AVAILABLE DATA —
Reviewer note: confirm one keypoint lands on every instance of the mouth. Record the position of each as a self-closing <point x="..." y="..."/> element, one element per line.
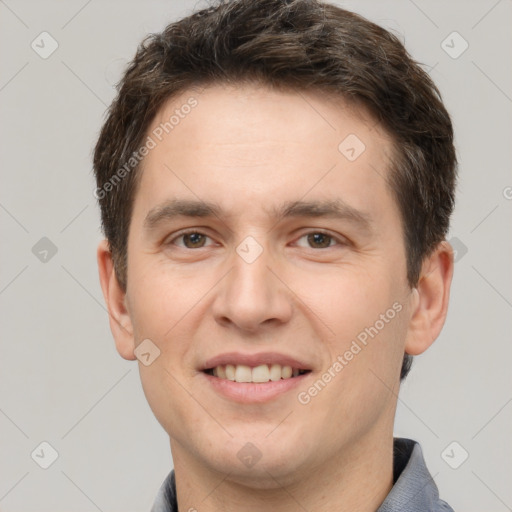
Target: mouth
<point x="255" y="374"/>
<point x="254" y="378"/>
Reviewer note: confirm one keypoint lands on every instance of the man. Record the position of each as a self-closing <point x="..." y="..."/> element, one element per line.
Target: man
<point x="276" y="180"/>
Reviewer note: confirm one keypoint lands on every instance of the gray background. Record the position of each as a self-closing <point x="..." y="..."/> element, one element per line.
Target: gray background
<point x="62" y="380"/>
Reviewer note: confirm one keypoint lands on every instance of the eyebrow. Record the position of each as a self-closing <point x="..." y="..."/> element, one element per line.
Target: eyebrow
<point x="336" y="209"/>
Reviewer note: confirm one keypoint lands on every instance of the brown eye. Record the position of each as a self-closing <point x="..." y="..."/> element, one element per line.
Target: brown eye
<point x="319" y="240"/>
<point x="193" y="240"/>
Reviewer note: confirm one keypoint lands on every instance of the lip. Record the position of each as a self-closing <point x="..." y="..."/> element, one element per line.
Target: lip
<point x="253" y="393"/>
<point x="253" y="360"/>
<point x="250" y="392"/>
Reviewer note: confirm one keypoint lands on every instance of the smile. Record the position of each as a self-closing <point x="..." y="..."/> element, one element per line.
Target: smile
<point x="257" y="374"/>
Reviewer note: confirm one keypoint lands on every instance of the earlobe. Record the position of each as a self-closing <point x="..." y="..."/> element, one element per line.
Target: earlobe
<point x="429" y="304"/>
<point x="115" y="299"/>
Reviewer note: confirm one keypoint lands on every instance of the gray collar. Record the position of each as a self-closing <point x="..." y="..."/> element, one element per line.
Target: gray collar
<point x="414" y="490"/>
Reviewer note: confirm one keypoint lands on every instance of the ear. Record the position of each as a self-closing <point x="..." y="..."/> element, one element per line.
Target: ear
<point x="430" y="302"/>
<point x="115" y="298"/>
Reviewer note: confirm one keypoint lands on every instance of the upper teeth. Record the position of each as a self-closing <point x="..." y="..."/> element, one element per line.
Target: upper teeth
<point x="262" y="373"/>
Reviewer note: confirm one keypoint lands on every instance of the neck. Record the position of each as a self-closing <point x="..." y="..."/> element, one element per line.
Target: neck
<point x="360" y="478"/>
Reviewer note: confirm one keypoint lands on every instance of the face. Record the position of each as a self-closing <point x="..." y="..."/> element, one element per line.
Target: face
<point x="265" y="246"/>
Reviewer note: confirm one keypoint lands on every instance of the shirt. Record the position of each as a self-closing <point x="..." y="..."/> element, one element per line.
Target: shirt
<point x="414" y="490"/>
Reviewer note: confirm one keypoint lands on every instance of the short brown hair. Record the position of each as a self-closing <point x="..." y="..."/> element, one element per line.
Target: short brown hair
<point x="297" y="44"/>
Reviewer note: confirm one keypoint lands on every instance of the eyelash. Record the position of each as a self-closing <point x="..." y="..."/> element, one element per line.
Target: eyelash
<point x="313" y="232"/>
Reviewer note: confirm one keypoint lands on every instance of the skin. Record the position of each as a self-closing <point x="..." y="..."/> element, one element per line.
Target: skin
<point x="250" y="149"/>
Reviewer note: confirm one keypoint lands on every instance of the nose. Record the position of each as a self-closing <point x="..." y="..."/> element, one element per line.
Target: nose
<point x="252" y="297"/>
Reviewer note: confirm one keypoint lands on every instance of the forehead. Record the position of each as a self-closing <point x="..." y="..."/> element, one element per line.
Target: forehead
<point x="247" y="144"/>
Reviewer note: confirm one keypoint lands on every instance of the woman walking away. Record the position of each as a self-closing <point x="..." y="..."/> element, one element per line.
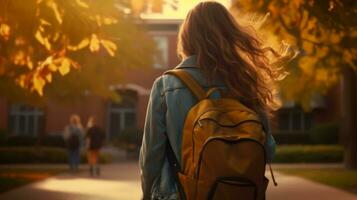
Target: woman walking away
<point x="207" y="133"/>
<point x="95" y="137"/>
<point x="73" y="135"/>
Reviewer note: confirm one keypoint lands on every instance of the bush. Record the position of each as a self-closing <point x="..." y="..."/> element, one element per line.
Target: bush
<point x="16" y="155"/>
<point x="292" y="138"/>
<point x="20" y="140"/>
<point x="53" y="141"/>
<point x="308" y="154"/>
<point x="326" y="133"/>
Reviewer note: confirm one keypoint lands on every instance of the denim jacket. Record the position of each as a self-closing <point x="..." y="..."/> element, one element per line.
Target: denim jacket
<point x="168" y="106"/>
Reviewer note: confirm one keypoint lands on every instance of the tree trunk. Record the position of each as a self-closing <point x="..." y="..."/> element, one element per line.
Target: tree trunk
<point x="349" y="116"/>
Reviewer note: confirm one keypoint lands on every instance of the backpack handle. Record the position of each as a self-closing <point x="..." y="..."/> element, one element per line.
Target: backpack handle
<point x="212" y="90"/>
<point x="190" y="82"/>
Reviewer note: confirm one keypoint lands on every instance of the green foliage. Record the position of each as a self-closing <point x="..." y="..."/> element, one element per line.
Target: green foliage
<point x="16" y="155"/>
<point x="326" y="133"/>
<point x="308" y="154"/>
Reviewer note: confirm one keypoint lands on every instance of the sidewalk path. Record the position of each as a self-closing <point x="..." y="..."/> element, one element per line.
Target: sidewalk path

REQUIREMENT — Beginning with the line that holds "of the sidewalk" and ending with the last line of the data, copy each line exactly and add nothing.

SOLUTION —
Reviewer note: confirm one keypoint lands on every instance of the sidewalk path. Record the position of each as a self-closing <point x="..." y="..."/> element, one element per line.
Target: sidewalk path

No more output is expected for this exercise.